[STATED EXERCISE] Transcribe verbatim the part of the excerpt on standard deviation in 5-point survey scales starting at "Now in between" and ending at "sqrt((5-3)(3-1)) = sqrt(2*2)=2.".

[EXCERPT PROVIDED]
For discrete scales from social science research, in practice the standard deviation is a direct function of the mean. In particular, I have found through empirical analysis of many such studies that the actual standard deviation in surveys on 5-point scales is 40%-60% of the maximum possible variation (alas undocumented here).

At the simplest level, consider the extremes, imagine that the mean was 5.0. The standard deviation must be zero, as the only way to average 5 is for everyone to answer 5. Conversely, if the mean were 1.0 then the standard error must be 0 as well. So the standard deviation is precisely defined given the mean.

Now in between there's more grey area. Imagine that people could answer either 5.0 or 1.0 but nothing in between. Then the standard deviation is a precise function of the mean:

stdev = sqrt ( (5-mean)*(mean-1))

The maximum standard deviation for answers on any bounded scale is half the scale width. Here that's sqrt((5-3)(3-1)) = sqrt(2*2)=2.

[DATA EXTRACT]
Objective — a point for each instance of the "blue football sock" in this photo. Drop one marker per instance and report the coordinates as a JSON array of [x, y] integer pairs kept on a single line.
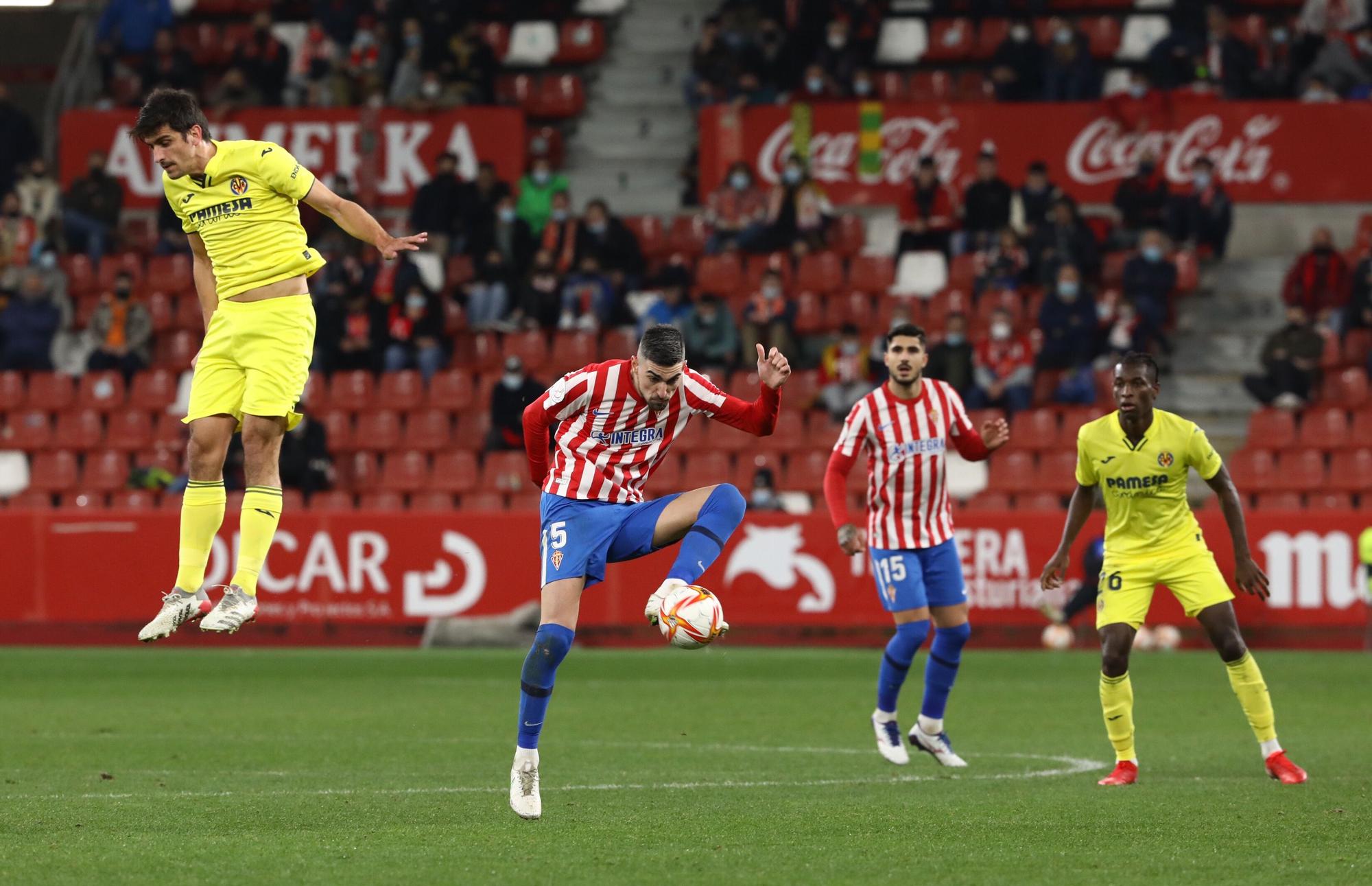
[[551, 646], [895, 663], [942, 668], [718, 519]]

[RESPONSE FOR THIS EXERCISE]
Now in between there's more grey area. Imagine that people could answer either 5.0 or 1.0 but nothing in between. Then the standard deviation is a precise function of the mean:

stdev = sqrt ( (5-mean)*(mean-1))

The maximum standard deviation for answers on any bounded scale is half the scale width. Here that's sqrt((5-3)(3-1)) = sqrt(2*2)=2.